- Texte fourni
────

Nous avons besoin, a dit le Directeur, de mandats clairs et applicables, d’un engagement politique cohérent, de ressources suffisantes, d’un bon capital humain et du consentement durable des parties au conflit.  Au nom du Secrétariat de l’ONU, il a promis un leadership de qualité, de meilleures performances, des analyses pointues, des rapports honnêtes, une bureaucratie allégée, une redevabilité claire et un meilleur soutien aux pays contributeurs de contingents.

Comme le Secrétaire général dans ses propositions de réforme, le Président de l’Assemblée générale a mis l’accent sur la prévention des conflits et tué, ce faisant, « deux idées fausses »: la prévention ne veut pas dire moins de maintien de la paix et la prévention et le maintien de la paix ne sont pas des activités distinctes ou séparées.  Le fait est, a-t-il rappelé, que la prévention est déjà une partie du maintien de la paix comme on l’a vu au Libéria où la Mission a apaisé les tensions préélectorales, et à Abyei, où les Casque bleus ont fait un travail novateur d’apaisement auprès des communautés locales.  Ces exemples doivent se multiplier, a estimé le Président.  Il faut porter une attention plus marquée à la prévention dans toutes les missions qui pourraient ainsi être déployées plus rapidement et s’adapter aux signes avant-coureurs des conflits.

────

- Données
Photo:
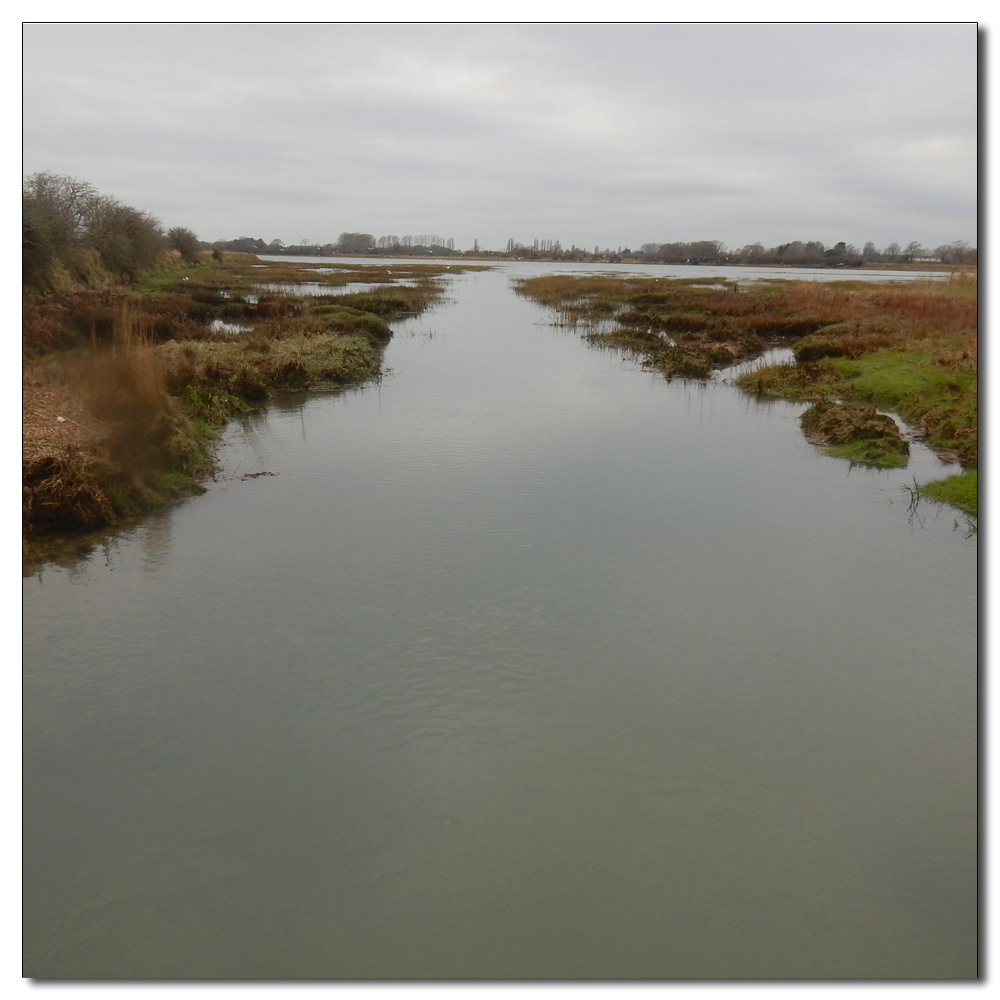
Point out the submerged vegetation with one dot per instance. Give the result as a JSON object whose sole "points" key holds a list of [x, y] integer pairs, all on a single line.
{"points": [[130, 370], [910, 348]]}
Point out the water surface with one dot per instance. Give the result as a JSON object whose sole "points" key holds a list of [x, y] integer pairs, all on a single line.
{"points": [[524, 663]]}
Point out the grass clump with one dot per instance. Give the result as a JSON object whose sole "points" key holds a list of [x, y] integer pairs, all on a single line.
{"points": [[961, 491], [856, 432], [125, 387]]}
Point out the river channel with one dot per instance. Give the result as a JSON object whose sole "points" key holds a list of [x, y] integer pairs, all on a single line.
{"points": [[522, 663]]}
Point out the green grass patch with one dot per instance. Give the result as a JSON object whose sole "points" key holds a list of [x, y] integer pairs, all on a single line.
{"points": [[961, 491]]}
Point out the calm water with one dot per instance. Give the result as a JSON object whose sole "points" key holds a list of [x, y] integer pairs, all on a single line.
{"points": [[524, 663]]}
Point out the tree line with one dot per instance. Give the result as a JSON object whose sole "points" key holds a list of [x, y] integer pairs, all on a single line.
{"points": [[71, 232]]}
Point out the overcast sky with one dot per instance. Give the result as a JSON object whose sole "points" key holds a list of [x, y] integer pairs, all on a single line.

────

- Travail à faire
1. Réécrivez le passage du texte sur le maintien de la paix allant de « Nous avons besoin, a » jusqu'à « contributeurs de contingents. » inclus, en remplaçant « le Directeur » par « le Chef du Département ».
2. Recopiez mot pour mot les lignes des enregistrements, de celle qui contient « Point out the green » jusqu'à la fin des enregistrements, dernière ligne comprise.
Le texte et les enregistrements n'ont aucun lien entre eux.

- Corrigé par consigne
1.
Nous avons besoin, a dit le Chef du Département, de mandats clairs et applicables, d’un engagement politique cohérent, de ressources suffisantes, d’un bon capital humain et du consentement durable des parties au conflit.  Au nom du Secrétariat de l’ONU, il a promis un leadership de qualité, de meilleures performances, des analyses pointues, des rapports honnêtes, une bureaucratie allégée, une redevabilité claire et un meilleur soutien aux pays contributeurs de contingents.

2.
Point out the green grass patch with one dot per instance. Give the result as a JSON object whose sole "points" key holds a list of [x, y] integer pairs, all on a single line.
{"points": [[961, 491]]}
Point out the calm water with one dot per instance. Give the result as a JSON object whose sole "points" key holds a list of [x, y] integer pairs, all on a single line.
{"points": [[524, 663]]}
Point out the tree line with one dot per instance. Give the result as a JSON object whose sole "points" key holds a list of [x, y] integer pairs, all on a single line.
{"points": [[71, 232]]}
Point out the overcast sky with one dot per instance. Give the result as a JSON object whose sole "points" key holds a list of [x, y] integer pairs, all on a single line.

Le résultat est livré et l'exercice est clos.